* Exercises to complete *
(a) In the article on chronic fatigue syndrome, what drug did the researchers use to create a model of the syndrome?
(b) From the chronic fatigue syndrome article, copy everything from "Sufferers are often" down to "develop severe fatigue.".
(c) Carry on the article about chronic fatigue syndrome research, picking up after its last sentence.

* Passage for review *

Scientists exploring what may trigger a complex disorder known as chronic fatigue syndrome (CFS) have found clues in the way some people's immune systems respond more actively to a health attack. A severe illness characterised by long-term physical and mental fatigue, CFS is thought to affect up to 17 million people worldwide and around 250,000 people in Britain.
Sufferers are often bed-bound and unable to carry out basic daily activities like washing and feeding themselves. The researchers used a drug known as interferon alpha to create a model of the syndrome and found that patients whose immune response to treatment was hyperactive or exaggerated were more likely to then develop severe fatigue.
"For the first time, we have shown that people who are prone to develop a CFS-like illness have an overactive immune system, both before and during a challenge to the immune system," said Alice Russell of King's College London's Institute of Psychiatry, Psychology & Neuroscience (IoPPN), who led the work. The condition, as well as research into it, is highly contentious, in part because its possible causes and range of debilitating symptoms are poorly understood.

Items listed in a dataset:
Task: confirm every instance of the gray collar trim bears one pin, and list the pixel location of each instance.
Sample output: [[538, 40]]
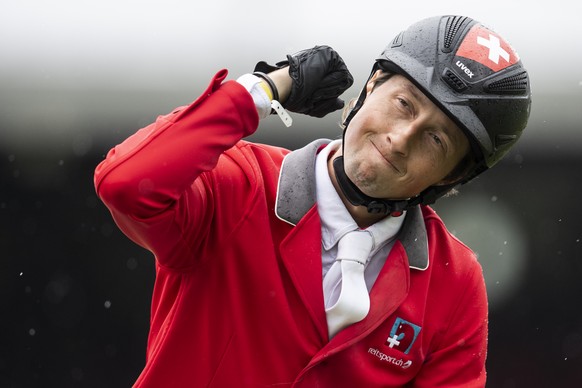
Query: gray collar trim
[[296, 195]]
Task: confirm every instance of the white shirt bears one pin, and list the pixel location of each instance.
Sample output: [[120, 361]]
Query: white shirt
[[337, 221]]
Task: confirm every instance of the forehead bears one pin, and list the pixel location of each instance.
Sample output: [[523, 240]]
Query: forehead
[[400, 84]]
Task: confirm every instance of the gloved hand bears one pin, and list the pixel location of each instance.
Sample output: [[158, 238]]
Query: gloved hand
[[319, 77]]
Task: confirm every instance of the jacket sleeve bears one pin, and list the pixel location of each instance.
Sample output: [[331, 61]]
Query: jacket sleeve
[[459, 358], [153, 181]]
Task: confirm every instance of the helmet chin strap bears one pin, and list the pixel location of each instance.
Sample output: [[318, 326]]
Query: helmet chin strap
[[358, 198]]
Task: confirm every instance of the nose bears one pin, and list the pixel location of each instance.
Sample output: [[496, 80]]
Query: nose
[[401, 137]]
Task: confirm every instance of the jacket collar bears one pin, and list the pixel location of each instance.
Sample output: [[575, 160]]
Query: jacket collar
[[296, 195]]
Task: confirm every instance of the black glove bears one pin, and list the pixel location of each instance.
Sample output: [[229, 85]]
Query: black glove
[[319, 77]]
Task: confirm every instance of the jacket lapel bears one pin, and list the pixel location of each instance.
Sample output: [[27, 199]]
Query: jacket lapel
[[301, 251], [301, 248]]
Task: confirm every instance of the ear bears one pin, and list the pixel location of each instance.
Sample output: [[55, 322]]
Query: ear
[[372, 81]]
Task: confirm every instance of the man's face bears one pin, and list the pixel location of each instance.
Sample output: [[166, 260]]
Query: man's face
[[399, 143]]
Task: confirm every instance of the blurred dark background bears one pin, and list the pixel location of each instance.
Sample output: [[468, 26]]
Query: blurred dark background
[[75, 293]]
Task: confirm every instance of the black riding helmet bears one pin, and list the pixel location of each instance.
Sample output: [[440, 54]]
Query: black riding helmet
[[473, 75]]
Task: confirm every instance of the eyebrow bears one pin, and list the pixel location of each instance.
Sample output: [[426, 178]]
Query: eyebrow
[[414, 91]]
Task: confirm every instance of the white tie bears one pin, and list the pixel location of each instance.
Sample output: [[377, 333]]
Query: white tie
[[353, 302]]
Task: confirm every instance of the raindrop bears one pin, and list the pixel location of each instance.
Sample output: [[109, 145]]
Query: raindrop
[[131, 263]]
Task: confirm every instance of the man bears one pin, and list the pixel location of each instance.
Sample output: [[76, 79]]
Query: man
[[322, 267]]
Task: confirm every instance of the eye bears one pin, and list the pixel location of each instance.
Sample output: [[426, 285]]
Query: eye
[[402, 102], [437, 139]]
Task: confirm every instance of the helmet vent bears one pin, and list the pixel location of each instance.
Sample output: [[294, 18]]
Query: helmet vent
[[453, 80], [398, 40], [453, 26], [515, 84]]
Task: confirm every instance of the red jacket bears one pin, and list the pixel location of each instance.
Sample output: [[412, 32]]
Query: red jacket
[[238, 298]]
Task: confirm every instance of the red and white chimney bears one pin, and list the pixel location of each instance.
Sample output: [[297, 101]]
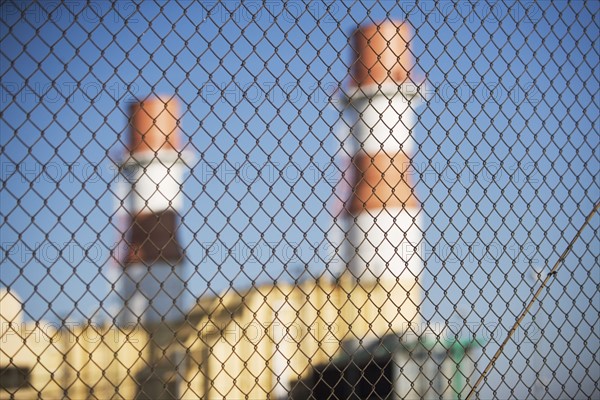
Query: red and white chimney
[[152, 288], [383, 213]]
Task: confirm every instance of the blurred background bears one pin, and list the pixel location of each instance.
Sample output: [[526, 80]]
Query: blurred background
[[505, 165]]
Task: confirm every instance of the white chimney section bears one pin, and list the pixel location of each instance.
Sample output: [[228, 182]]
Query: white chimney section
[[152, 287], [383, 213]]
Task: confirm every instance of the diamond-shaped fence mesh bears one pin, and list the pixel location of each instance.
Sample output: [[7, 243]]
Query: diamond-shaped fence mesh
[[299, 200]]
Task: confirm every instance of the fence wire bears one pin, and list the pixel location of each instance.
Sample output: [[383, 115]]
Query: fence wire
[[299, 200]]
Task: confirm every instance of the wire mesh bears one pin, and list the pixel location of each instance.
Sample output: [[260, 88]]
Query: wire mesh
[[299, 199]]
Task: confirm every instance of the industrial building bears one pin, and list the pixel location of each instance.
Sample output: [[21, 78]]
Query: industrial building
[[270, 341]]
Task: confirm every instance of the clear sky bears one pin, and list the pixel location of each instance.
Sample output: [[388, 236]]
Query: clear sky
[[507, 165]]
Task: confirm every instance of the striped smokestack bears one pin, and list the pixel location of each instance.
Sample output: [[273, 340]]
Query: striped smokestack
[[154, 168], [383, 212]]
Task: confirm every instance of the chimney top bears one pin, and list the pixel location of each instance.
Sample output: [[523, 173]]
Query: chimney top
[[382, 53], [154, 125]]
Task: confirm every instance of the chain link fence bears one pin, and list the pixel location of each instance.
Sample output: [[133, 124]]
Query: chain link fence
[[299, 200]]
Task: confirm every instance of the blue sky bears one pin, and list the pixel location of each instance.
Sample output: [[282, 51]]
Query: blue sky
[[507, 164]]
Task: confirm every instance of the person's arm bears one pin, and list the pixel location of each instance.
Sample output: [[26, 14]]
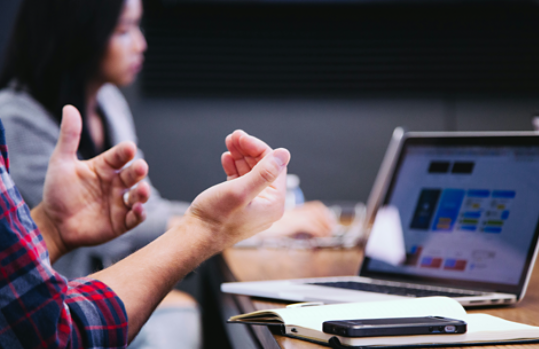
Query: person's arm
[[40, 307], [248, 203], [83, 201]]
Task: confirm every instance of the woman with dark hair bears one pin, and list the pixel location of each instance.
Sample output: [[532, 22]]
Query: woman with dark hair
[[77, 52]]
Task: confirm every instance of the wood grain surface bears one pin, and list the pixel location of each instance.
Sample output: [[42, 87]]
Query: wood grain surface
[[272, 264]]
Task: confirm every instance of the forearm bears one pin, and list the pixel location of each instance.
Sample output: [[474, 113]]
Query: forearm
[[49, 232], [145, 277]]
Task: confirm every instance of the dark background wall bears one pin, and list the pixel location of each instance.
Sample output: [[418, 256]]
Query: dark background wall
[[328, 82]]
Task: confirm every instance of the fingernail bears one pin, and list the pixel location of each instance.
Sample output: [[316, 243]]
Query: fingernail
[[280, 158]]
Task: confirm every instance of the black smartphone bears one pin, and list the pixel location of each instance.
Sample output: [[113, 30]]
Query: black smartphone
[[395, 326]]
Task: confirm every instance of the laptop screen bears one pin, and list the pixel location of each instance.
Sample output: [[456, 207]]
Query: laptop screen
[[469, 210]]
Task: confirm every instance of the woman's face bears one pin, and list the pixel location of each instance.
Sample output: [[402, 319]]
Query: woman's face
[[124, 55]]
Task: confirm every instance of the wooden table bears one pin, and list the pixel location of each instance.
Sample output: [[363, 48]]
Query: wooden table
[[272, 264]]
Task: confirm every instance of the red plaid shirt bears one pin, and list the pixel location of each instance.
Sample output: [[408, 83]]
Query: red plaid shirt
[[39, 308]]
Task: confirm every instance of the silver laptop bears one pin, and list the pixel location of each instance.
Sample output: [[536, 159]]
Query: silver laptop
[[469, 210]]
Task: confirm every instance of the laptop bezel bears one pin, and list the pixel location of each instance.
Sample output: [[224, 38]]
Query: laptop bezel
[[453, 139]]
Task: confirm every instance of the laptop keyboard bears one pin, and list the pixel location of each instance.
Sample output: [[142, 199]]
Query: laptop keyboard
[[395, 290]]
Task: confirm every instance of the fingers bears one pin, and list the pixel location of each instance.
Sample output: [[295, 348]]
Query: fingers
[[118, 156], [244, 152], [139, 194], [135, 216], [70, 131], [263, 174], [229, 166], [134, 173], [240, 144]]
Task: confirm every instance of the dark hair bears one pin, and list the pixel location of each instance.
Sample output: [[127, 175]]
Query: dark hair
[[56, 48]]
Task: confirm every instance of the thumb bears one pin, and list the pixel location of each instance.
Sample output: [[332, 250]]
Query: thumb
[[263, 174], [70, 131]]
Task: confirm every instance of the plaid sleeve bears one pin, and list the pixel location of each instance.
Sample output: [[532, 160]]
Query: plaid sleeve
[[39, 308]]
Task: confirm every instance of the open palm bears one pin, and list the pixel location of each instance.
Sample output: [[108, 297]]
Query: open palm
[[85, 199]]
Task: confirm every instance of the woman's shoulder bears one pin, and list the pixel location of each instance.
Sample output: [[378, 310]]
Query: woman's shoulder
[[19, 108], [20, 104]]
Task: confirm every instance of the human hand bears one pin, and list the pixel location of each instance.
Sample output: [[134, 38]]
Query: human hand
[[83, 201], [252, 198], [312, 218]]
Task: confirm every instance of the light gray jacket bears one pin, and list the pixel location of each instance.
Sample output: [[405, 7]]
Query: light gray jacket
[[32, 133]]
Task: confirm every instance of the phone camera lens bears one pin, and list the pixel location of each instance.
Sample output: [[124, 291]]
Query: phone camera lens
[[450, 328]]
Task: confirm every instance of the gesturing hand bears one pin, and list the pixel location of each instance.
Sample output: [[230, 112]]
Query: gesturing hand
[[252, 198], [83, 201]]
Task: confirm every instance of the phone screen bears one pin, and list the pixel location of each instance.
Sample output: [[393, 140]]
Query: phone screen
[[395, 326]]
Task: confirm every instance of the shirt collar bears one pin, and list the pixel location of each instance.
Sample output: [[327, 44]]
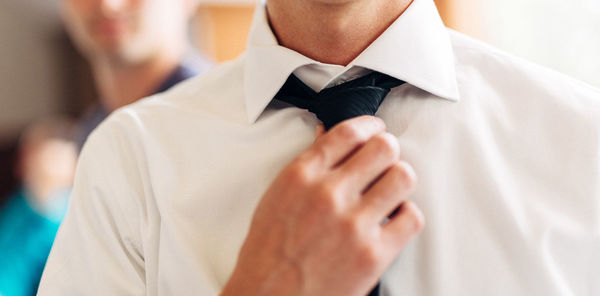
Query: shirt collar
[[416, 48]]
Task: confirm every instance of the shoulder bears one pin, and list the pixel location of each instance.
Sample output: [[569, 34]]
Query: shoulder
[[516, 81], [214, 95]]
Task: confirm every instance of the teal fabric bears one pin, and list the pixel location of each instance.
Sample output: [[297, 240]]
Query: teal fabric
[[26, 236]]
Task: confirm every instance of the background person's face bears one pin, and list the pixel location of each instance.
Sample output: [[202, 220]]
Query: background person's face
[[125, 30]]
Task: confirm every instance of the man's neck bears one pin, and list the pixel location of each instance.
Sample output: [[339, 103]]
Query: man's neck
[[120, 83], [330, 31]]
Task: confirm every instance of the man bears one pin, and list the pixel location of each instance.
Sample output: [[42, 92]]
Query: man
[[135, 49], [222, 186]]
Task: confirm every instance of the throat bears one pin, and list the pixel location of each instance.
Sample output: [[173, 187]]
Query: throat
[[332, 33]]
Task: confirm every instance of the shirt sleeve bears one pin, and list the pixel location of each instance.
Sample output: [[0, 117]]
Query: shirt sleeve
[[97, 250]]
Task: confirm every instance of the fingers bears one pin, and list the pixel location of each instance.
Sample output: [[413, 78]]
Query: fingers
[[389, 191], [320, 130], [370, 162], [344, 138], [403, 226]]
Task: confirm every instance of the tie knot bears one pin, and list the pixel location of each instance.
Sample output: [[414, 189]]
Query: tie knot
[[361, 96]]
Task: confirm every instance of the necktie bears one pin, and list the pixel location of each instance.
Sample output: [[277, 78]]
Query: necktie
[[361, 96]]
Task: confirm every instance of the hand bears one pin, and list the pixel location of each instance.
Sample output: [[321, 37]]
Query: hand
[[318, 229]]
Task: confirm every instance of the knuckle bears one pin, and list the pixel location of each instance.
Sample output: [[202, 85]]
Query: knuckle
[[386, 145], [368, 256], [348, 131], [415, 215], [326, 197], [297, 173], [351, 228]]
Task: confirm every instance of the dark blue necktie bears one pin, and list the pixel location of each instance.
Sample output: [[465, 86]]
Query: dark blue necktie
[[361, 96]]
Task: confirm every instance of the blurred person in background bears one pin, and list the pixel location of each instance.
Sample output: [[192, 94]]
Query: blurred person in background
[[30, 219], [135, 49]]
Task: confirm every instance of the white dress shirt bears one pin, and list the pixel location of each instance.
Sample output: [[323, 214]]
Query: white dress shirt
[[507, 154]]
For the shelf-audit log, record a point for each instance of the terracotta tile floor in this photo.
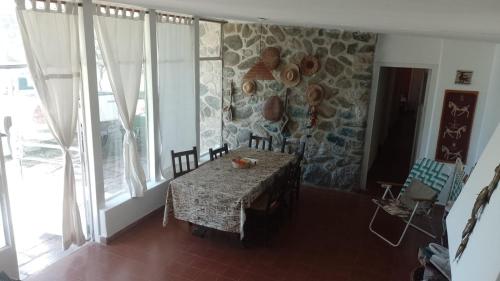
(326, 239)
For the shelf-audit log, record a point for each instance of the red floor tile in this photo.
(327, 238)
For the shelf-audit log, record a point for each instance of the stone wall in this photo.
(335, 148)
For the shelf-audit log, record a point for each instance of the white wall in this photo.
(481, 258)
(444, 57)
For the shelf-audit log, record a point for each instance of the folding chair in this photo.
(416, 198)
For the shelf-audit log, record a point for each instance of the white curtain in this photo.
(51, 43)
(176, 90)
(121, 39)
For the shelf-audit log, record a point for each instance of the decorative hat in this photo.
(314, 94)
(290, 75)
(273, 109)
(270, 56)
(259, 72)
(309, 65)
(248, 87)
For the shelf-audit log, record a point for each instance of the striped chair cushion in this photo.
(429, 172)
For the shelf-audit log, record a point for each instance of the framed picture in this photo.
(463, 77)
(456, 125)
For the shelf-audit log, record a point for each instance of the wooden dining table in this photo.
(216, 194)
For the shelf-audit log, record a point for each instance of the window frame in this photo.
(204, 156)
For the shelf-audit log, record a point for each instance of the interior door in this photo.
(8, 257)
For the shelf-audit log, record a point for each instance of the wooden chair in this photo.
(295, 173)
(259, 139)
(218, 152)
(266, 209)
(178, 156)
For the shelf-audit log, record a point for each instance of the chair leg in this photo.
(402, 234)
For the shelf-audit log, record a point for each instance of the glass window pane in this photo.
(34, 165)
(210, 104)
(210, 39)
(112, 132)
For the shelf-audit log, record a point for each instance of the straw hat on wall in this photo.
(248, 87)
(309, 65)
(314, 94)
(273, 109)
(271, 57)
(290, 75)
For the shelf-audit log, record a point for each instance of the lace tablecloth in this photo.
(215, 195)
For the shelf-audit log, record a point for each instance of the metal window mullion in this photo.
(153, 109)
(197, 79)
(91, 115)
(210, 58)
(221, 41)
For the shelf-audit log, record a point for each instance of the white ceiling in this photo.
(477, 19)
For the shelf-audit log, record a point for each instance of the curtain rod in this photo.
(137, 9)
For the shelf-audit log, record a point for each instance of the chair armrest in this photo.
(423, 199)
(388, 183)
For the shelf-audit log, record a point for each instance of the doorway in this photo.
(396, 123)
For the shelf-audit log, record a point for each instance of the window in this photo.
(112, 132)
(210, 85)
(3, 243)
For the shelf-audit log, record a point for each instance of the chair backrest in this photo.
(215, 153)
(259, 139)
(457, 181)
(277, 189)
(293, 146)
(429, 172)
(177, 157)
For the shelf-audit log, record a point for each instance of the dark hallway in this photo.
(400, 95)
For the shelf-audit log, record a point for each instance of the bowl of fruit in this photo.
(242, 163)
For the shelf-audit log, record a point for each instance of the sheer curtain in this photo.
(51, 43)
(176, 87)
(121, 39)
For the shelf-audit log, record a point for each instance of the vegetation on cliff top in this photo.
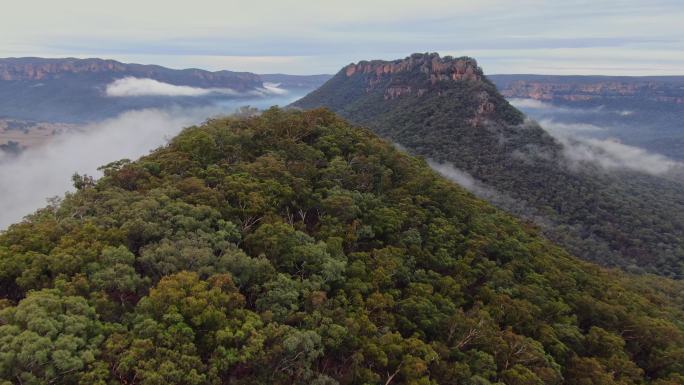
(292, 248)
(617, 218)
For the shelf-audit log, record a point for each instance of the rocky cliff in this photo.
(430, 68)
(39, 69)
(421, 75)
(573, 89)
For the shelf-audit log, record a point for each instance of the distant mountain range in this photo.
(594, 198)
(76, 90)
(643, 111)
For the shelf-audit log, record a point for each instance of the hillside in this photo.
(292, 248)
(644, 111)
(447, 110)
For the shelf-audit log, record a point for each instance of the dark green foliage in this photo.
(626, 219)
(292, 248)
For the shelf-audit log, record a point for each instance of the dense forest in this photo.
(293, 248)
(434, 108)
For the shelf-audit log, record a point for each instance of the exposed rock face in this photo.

* Written responses *
(a) Interferon alpha.

(b)
Sufferers are often bed-bound and unable to carry out basic daily activities like washing and feeding themselves. The researchers used a drug known as interferon alpha to create a model of the syndrome and found that patients whose immune response to treatment was hyperactive or exaggerated were more likely to then develop severe fatigue.

(c)
Interferon alpha is used as a treatment for hepatitis C infection, and activates the immune system in the same way as a powerful infection. Many patients who receive interferon alpha experience extreme fatigue during treatment, and some continue to feel chronic fatigue for many months after the drug course is completed. Russell's team used this knowledge and measured fatigue and immune system markers in 55 patients before, during and after treatment with interferon alpha.
They found that the 18 of those 55 who went on to develop a CFS-like illness had a hyperactive immune system before treatment, and an highly overactive response during treatment. "(This suggests) people who have an exaggerated immune response to a trigger may be more at risk of developing CFS," Russell told reporters at a briefing about the findings.
IoPPN professor Carmine Pariante stressed that while the study's main finding is a useful addition to scant scientific knowledge about CFS - also known as myalgic encephalopathy (ME) - it offers few clues on how to treat, cure or prevent it. "It's a light in the fog," he told reporters. "But a better understanding of the biology underlying the development of CFS is needed to help patients.